##### DATA EXCERPTS #####

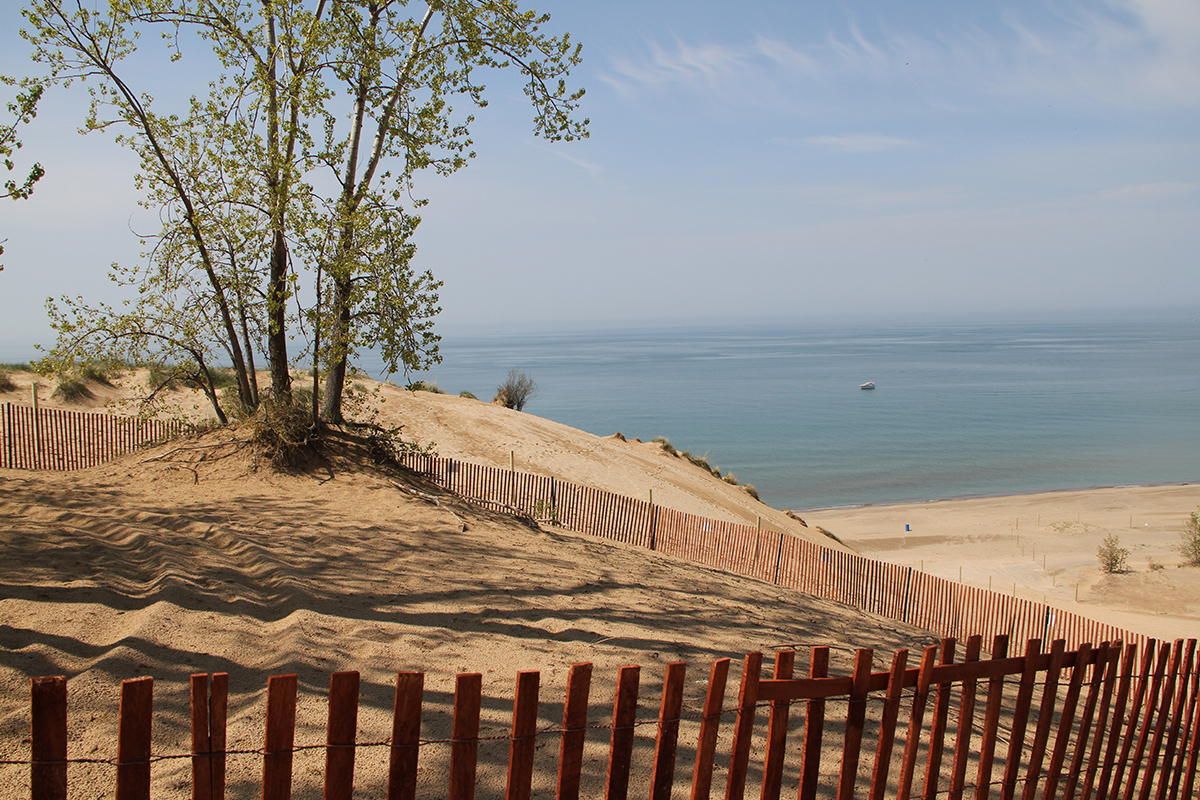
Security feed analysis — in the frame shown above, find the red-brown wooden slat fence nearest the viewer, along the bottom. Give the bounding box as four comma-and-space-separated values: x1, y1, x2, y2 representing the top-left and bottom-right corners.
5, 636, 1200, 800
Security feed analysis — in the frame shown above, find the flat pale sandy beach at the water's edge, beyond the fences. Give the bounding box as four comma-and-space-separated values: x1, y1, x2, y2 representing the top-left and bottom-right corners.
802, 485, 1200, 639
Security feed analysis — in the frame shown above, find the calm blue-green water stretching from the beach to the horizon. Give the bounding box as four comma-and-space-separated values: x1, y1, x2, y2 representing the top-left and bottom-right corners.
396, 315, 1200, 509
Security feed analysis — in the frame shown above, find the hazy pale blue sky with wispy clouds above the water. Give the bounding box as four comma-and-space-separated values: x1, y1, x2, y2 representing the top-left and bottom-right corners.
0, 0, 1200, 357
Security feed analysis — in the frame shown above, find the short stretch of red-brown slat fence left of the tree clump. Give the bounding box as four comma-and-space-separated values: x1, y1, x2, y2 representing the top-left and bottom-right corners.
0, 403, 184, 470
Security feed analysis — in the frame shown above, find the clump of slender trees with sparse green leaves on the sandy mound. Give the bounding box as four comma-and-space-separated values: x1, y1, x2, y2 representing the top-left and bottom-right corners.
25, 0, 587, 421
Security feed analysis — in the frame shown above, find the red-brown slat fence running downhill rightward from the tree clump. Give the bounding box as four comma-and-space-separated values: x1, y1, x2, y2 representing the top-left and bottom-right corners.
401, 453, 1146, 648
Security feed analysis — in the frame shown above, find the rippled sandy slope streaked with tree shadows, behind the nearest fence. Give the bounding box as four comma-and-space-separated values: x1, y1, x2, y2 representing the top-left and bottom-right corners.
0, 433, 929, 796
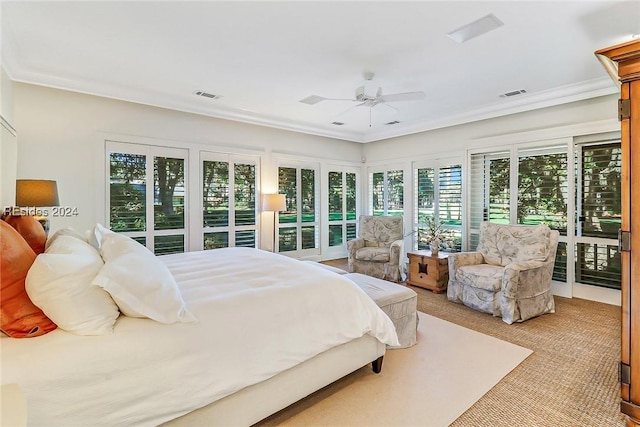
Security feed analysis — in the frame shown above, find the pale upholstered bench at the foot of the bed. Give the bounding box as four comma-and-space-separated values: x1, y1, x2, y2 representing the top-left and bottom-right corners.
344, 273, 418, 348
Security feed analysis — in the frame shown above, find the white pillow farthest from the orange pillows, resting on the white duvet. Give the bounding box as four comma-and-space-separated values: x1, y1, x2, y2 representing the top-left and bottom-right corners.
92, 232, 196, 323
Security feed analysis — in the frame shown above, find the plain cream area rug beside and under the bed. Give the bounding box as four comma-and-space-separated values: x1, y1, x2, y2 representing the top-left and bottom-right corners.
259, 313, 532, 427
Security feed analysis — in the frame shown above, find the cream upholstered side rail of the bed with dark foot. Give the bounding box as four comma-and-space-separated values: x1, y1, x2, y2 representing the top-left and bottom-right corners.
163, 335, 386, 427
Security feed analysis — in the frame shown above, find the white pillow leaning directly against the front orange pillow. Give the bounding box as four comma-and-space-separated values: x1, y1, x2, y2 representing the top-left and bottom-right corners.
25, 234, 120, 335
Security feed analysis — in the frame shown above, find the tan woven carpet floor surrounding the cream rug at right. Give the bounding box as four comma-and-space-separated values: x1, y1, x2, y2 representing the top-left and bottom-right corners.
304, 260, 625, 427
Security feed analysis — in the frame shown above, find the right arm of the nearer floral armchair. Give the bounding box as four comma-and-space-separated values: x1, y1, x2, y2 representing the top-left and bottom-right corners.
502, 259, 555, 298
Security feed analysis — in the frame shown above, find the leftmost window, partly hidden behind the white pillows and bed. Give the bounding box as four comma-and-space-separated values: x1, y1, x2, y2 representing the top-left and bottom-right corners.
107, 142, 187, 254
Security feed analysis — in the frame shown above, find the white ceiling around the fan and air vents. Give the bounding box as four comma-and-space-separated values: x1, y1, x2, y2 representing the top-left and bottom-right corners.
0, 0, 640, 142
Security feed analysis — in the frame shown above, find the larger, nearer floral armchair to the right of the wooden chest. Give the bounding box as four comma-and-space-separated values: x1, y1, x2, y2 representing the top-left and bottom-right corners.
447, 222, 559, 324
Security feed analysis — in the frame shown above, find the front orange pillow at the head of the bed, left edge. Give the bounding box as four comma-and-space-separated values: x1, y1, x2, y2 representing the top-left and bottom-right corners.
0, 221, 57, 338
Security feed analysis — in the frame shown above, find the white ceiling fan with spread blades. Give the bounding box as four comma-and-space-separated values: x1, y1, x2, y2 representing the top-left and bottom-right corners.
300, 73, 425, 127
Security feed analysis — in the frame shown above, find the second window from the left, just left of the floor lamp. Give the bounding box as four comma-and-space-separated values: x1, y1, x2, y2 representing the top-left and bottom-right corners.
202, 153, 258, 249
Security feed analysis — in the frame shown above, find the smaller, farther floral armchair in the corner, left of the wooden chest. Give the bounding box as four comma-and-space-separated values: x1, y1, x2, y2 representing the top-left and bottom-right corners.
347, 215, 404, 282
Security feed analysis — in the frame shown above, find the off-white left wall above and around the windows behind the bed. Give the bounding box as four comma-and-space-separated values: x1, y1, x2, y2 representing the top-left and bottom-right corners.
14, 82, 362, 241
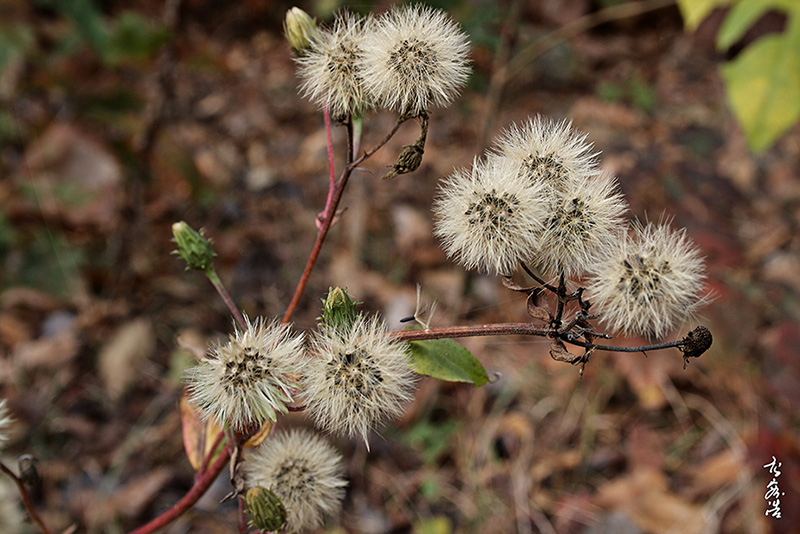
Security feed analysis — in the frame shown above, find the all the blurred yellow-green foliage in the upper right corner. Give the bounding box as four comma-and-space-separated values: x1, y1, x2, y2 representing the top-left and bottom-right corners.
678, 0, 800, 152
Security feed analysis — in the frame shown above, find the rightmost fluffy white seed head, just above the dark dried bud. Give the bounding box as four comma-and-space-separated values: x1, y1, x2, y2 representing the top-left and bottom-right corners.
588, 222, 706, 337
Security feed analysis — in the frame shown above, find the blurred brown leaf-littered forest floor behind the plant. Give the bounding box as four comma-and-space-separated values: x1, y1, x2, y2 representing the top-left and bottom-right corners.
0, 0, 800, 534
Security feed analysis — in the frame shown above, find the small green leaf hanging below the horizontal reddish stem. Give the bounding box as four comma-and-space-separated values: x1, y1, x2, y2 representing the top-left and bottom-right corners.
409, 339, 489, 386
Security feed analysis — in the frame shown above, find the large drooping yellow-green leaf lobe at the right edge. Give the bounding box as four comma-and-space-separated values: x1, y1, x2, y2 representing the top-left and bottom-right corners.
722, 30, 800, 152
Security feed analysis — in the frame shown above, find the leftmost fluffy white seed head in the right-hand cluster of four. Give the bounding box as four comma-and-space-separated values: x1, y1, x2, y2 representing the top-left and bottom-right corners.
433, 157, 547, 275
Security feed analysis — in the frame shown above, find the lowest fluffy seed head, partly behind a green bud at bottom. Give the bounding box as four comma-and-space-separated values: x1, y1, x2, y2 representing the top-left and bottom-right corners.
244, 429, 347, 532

#####
##### DATA EXCERPTS #####

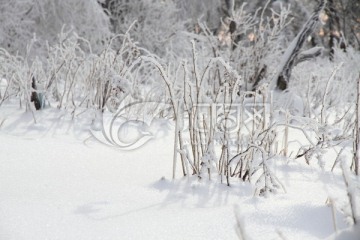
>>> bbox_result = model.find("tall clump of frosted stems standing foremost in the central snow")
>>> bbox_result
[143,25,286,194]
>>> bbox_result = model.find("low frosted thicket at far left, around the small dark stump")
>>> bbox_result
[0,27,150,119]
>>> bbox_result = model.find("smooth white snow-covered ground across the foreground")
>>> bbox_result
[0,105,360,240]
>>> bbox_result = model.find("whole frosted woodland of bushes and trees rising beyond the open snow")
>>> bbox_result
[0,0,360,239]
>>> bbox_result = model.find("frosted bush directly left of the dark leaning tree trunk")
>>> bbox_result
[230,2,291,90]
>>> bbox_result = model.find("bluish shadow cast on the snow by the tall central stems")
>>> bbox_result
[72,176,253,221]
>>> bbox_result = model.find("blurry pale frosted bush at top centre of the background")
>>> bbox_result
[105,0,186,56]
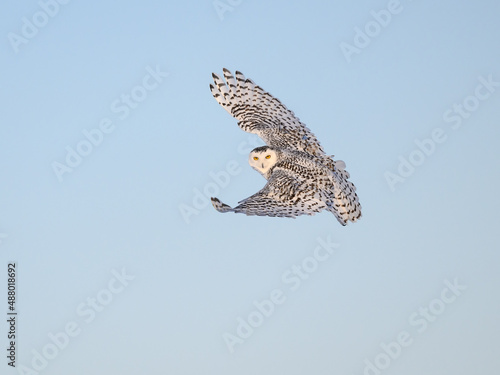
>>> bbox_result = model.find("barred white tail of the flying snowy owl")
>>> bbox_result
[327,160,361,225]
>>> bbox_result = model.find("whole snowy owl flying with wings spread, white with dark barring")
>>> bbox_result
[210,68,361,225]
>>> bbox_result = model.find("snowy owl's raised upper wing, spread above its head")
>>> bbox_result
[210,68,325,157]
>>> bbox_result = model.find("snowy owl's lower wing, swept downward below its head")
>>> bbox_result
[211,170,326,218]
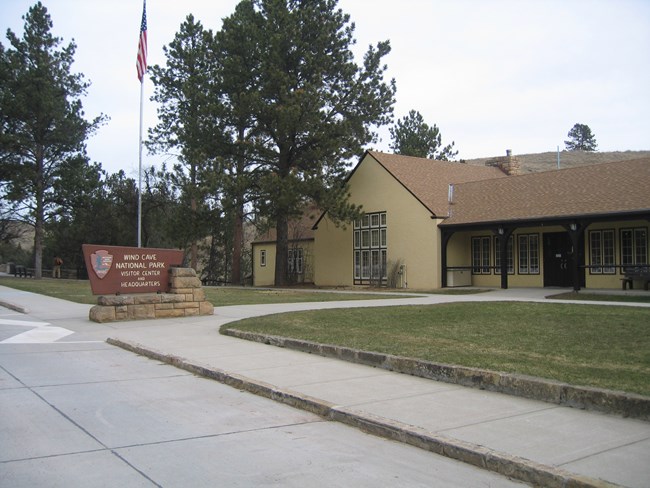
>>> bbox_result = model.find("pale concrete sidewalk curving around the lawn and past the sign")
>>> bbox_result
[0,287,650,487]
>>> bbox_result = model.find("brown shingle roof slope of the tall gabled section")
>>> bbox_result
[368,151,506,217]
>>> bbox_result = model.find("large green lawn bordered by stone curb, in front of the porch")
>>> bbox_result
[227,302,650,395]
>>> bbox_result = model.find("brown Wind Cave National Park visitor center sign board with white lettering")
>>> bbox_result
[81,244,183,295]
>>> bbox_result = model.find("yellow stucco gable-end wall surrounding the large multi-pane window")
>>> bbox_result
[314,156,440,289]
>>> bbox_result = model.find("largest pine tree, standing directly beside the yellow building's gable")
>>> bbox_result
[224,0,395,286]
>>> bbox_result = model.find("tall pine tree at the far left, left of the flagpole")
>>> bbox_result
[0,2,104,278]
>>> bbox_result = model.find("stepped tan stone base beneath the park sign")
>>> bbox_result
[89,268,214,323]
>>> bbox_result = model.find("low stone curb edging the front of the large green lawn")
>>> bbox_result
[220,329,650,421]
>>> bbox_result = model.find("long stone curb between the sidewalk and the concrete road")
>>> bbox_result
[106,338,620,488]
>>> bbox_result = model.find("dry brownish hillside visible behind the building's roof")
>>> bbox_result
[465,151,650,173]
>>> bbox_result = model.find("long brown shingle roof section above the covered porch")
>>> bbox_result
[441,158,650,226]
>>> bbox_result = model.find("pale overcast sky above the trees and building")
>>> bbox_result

#####

#### [GOAL OF THE EXERCISE]
Read the records above. Show each line that has the string "shingle".

#### [TASK RESULT]
>>> bbox_result = model.find("brown shingle roof slope of the tall gabled section")
>>> bbox_result = model.find("long brown shingle roof section above the covered porch")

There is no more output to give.